Excerpts of pointing data
|---|

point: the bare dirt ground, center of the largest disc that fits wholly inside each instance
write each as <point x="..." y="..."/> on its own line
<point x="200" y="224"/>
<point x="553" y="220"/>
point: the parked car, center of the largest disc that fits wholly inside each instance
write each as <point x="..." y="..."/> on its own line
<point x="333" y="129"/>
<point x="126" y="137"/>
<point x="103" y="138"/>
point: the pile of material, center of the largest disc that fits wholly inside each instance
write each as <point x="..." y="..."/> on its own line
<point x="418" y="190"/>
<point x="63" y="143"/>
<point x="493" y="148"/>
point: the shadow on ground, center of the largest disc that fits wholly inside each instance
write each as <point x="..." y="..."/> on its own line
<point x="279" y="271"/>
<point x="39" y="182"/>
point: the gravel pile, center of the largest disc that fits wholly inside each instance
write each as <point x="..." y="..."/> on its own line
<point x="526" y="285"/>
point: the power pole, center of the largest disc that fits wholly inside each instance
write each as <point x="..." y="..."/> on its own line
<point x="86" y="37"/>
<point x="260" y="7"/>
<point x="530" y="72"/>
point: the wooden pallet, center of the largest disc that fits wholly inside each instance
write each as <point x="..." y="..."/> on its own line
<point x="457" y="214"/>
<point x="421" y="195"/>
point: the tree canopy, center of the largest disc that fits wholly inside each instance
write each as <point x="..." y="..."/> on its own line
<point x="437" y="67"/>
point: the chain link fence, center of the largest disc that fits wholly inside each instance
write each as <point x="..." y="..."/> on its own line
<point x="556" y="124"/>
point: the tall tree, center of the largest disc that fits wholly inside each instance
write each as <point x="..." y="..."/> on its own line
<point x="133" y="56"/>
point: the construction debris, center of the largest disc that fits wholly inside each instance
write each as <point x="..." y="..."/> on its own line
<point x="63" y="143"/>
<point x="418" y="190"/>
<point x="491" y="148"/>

|---|

[AIM]
Rewrite all the lines above, swapping "wholly" for "entirely" wherever it occurs and leaving everything else unchanged.

[RESPONSE TO THE EXERCISE]
point: the bare dirt ground, center of the largest disc that fits entirely inside each instance
write each as <point x="..." y="..."/> on its own line
<point x="200" y="224"/>
<point x="553" y="220"/>
point: the parked car, center of the largest disc that fits entirely inside each instance
write each as <point x="..." y="..."/> on its own line
<point x="333" y="129"/>
<point x="126" y="137"/>
<point x="103" y="138"/>
point: the pile of material, center of the largest disc that fits entirely inside each instance
write each as <point x="..." y="..."/> on its own line
<point x="418" y="190"/>
<point x="63" y="143"/>
<point x="493" y="148"/>
point: the shadow on ground, center of the largest disc that fits entirely inside each instance
write each as <point x="..." y="..."/> on its own line
<point x="279" y="271"/>
<point x="39" y="182"/>
point: the gravel pile, center of the largest disc that fits entirely inside each instance
write each as <point x="..." y="..."/> on its own line
<point x="526" y="285"/>
point: the power pole, center of the largest disc that fits entirely inside each instance
write each as <point x="..." y="..."/> on its own line
<point x="86" y="37"/>
<point x="260" y="7"/>
<point x="530" y="72"/>
point: the wooden pallet, center of the largest disc that fits entirely inside each instance
write each as <point x="..." y="..."/> on its own line
<point x="457" y="214"/>
<point x="421" y="195"/>
point: the tree canopy, center of the largest disc that fits entirely inside each instance
write each as <point x="..." y="..."/> on its own line
<point x="437" y="67"/>
point: the chain link fence, center of the largest disc that fits entirely inside each instance
write each as <point x="..." y="..."/> on its own line
<point x="556" y="124"/>
point: the tall tree, center of the largest disc that fits entirely inside each instance
write each as <point x="..." y="..."/> on its own line
<point x="133" y="56"/>
point: the construction debris, center of the largest disc that fits entirely inside each instance
write each as <point x="..." y="..."/> on its own line
<point x="63" y="143"/>
<point x="418" y="190"/>
<point x="491" y="148"/>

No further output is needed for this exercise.